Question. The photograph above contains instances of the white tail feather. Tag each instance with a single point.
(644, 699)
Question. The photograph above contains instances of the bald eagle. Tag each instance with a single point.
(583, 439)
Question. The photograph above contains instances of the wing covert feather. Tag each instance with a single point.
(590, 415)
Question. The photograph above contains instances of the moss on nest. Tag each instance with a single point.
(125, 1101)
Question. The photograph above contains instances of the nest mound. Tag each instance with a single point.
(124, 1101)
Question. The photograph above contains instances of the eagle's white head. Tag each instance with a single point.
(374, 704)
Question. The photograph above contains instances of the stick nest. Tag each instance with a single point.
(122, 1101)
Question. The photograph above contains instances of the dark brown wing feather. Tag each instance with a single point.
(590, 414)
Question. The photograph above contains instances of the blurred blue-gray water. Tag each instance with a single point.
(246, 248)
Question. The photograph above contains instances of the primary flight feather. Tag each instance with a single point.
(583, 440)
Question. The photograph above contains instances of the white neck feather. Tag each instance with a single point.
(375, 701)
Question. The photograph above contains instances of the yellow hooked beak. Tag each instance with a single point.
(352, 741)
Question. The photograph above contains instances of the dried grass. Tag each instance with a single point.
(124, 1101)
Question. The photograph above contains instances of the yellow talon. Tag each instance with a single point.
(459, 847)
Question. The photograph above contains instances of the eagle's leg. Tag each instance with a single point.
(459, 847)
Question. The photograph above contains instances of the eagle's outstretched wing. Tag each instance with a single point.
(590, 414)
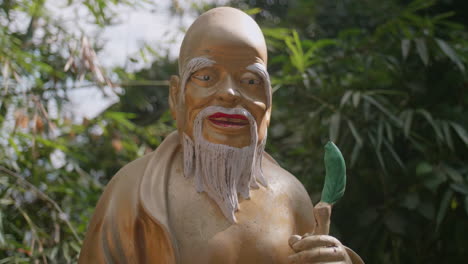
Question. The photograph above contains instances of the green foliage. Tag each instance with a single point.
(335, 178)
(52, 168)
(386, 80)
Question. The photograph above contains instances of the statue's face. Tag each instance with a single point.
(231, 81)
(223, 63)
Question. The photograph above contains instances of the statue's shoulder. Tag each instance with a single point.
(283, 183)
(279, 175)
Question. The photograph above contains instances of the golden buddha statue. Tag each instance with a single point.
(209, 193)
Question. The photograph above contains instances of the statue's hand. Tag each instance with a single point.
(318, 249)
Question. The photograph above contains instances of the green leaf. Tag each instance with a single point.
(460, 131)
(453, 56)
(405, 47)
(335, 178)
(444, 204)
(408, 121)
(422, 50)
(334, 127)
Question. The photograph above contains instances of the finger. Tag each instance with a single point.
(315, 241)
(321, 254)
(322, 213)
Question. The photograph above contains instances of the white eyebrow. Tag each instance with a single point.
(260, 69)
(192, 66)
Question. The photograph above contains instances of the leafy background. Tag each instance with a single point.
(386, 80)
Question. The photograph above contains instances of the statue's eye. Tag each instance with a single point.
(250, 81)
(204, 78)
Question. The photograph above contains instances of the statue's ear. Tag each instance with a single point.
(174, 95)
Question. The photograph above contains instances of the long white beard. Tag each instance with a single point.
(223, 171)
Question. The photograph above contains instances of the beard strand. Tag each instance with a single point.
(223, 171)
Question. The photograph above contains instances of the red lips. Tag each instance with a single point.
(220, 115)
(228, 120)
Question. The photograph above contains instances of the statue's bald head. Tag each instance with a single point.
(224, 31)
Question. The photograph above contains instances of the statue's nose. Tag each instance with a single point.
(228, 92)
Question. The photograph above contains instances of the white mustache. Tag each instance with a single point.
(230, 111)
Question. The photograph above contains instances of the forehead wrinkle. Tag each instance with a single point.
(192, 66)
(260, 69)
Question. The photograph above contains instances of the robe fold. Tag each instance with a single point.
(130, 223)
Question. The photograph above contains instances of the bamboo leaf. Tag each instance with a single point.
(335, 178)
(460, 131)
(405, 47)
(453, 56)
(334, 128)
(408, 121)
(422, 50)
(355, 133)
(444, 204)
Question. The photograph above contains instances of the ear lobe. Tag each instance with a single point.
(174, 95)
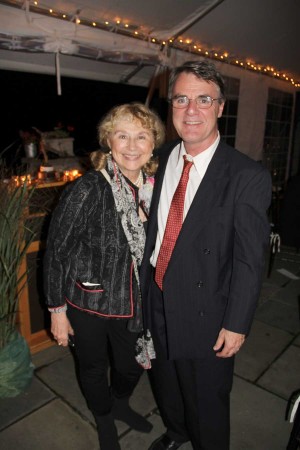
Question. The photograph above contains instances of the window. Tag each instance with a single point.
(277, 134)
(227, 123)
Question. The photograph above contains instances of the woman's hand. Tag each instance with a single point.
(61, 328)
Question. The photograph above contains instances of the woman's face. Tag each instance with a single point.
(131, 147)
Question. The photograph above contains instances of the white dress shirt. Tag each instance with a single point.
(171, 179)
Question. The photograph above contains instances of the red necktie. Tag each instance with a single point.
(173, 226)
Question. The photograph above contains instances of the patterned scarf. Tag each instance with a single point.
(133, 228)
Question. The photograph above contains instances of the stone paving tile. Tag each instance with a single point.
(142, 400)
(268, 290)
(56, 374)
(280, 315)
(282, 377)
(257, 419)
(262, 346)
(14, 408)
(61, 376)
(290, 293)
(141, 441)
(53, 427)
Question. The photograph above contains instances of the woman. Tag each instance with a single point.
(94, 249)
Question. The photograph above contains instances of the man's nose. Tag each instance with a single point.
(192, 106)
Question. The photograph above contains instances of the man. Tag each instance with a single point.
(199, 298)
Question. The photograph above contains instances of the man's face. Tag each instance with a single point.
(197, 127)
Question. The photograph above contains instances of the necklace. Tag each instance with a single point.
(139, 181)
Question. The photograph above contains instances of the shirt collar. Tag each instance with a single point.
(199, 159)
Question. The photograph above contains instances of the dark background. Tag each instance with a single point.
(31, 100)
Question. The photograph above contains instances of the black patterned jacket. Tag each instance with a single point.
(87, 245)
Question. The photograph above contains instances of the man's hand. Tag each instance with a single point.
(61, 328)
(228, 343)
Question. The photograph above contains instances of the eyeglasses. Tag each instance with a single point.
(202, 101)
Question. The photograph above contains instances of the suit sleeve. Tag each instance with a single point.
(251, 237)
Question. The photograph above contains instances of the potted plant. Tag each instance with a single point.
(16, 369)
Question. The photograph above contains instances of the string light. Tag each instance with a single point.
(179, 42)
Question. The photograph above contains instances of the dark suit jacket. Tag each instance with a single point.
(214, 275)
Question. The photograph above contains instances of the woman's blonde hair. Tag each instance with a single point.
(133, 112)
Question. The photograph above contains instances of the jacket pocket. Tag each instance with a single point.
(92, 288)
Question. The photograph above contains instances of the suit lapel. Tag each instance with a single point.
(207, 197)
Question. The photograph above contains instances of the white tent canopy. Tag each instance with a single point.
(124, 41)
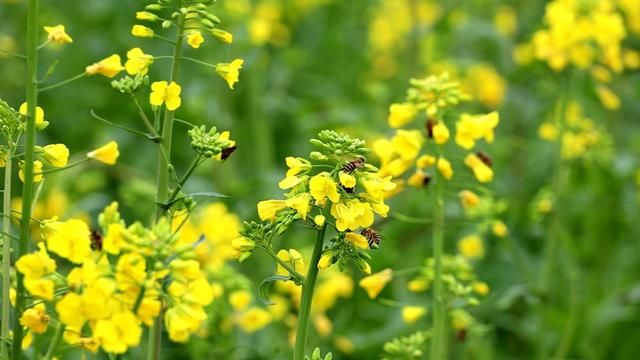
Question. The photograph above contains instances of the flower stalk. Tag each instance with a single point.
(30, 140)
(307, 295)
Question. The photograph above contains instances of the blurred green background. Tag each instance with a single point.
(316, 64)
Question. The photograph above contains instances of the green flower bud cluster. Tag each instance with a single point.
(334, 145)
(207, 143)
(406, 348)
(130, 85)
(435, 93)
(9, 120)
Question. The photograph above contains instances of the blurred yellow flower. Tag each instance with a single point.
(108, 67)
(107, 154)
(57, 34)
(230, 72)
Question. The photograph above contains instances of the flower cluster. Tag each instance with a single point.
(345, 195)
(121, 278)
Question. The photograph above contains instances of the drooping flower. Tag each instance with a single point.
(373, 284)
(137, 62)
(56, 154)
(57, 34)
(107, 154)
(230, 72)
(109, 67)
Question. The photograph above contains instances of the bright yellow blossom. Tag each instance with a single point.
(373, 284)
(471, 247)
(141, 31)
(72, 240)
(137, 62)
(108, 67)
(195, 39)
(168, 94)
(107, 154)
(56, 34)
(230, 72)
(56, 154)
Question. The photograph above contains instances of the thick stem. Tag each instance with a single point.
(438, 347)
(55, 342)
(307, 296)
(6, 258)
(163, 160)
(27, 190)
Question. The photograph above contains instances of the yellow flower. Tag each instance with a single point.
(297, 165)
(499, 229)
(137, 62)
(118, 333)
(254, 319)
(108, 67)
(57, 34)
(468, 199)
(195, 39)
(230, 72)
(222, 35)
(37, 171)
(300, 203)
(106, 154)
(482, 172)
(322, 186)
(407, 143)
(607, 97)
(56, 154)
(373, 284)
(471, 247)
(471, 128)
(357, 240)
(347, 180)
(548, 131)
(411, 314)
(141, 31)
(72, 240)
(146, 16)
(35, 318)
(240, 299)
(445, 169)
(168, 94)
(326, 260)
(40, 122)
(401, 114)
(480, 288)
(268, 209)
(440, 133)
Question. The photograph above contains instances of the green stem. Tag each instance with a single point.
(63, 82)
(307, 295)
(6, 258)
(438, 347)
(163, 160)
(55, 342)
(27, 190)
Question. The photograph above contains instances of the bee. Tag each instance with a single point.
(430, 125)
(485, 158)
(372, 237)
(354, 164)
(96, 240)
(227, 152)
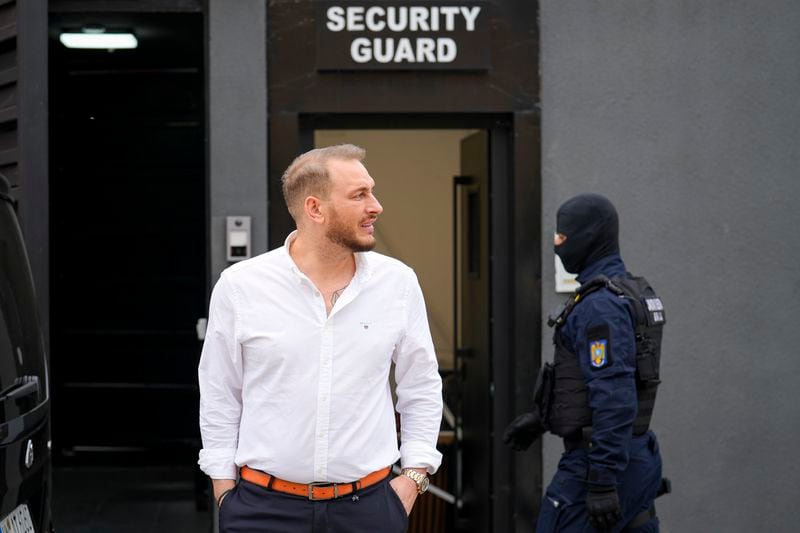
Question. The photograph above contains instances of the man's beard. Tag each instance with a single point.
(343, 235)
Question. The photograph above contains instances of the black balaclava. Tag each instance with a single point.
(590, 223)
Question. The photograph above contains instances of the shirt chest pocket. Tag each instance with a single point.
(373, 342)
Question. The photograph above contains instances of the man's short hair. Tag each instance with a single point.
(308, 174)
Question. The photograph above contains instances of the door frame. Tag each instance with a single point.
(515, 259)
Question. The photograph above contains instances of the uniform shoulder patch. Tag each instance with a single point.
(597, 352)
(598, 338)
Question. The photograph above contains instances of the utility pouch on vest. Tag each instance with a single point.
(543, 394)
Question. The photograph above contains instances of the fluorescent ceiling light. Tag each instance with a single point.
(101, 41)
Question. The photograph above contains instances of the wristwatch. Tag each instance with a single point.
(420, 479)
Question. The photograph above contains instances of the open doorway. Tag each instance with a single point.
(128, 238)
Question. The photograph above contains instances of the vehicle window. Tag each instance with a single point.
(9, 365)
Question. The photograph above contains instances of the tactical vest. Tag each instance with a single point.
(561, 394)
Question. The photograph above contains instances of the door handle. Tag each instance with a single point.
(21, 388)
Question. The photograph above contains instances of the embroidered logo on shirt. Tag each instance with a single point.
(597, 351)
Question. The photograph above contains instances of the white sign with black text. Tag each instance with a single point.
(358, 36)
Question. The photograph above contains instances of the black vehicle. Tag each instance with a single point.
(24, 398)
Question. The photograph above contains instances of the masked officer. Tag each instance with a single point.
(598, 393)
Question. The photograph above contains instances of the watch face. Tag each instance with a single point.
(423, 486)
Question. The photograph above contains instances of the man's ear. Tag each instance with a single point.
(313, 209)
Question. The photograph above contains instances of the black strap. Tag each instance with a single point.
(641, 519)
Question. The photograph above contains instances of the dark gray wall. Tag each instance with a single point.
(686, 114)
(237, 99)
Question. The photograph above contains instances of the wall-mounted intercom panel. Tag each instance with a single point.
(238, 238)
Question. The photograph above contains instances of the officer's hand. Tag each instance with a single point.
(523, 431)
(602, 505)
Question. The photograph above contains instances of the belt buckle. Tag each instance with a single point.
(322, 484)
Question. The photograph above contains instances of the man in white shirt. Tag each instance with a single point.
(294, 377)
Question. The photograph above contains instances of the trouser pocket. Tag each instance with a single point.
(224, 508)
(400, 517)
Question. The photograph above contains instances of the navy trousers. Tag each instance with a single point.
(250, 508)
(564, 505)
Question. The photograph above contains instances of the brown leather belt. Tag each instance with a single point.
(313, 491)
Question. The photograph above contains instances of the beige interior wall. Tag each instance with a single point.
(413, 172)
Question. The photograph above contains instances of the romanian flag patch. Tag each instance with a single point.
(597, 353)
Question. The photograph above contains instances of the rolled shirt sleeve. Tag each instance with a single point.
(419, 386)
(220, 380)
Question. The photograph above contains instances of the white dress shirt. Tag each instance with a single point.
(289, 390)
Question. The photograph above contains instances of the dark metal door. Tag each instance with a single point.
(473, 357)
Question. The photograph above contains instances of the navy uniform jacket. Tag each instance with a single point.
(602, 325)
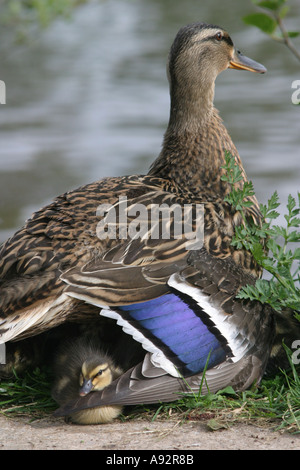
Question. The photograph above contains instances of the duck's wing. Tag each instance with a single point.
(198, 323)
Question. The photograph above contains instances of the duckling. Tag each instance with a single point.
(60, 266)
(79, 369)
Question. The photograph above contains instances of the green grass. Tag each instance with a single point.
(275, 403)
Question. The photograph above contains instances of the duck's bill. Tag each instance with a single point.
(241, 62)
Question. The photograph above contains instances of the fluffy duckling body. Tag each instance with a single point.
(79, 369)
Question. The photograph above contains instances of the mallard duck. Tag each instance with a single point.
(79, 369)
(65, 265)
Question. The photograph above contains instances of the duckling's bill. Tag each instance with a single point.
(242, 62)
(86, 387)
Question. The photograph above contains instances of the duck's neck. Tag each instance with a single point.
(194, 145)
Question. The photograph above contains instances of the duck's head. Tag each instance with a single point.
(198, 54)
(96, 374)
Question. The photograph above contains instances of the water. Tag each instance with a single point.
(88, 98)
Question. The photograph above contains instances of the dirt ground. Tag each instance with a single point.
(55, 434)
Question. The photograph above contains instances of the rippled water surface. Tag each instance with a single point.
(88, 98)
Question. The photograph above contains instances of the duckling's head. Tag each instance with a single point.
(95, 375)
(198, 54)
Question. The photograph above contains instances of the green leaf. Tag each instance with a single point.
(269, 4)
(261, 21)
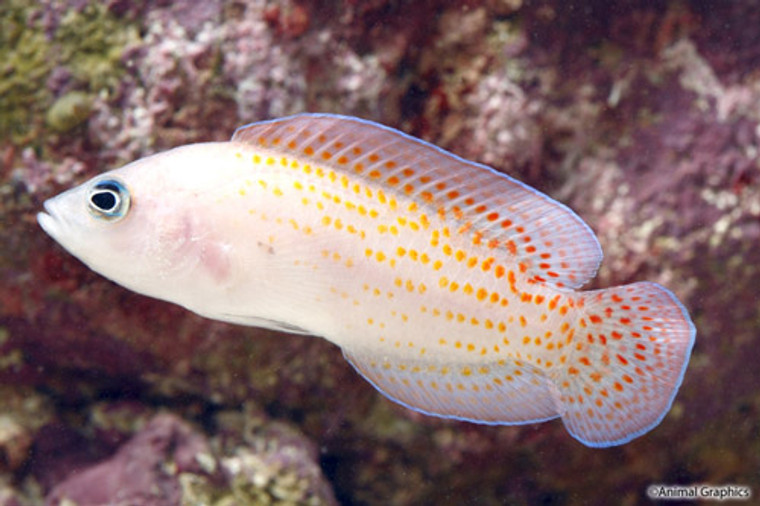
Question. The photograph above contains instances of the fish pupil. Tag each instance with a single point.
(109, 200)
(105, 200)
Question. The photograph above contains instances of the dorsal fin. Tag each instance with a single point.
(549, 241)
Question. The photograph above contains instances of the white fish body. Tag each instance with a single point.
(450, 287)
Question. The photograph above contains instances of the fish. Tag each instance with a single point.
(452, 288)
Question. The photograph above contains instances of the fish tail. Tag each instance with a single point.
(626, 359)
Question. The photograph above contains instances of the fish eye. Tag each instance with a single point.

========

EXERCISE REQUIREMENTS — Only the lines from the one that contains "Question. The photograph above contains instances of the dorsal" to the end of the data should be output, exactly as they appear.

WRITTEN REPLY —
Question. The photograph above contains instances of the dorsal fin. Tag each instance with a single point.
(549, 241)
Question. The photograph above contains instances of the white fish body. Tag each instance with a single point.
(450, 287)
Question. The photograph above contains instances of the fish. Tag each instance with a single point.
(452, 288)
Question. The photograph above contains instances of the fish tail. Tag each instance with a single point.
(626, 359)
Question. The photograph above contains instances of the fish eye. Tag each instance with a single point.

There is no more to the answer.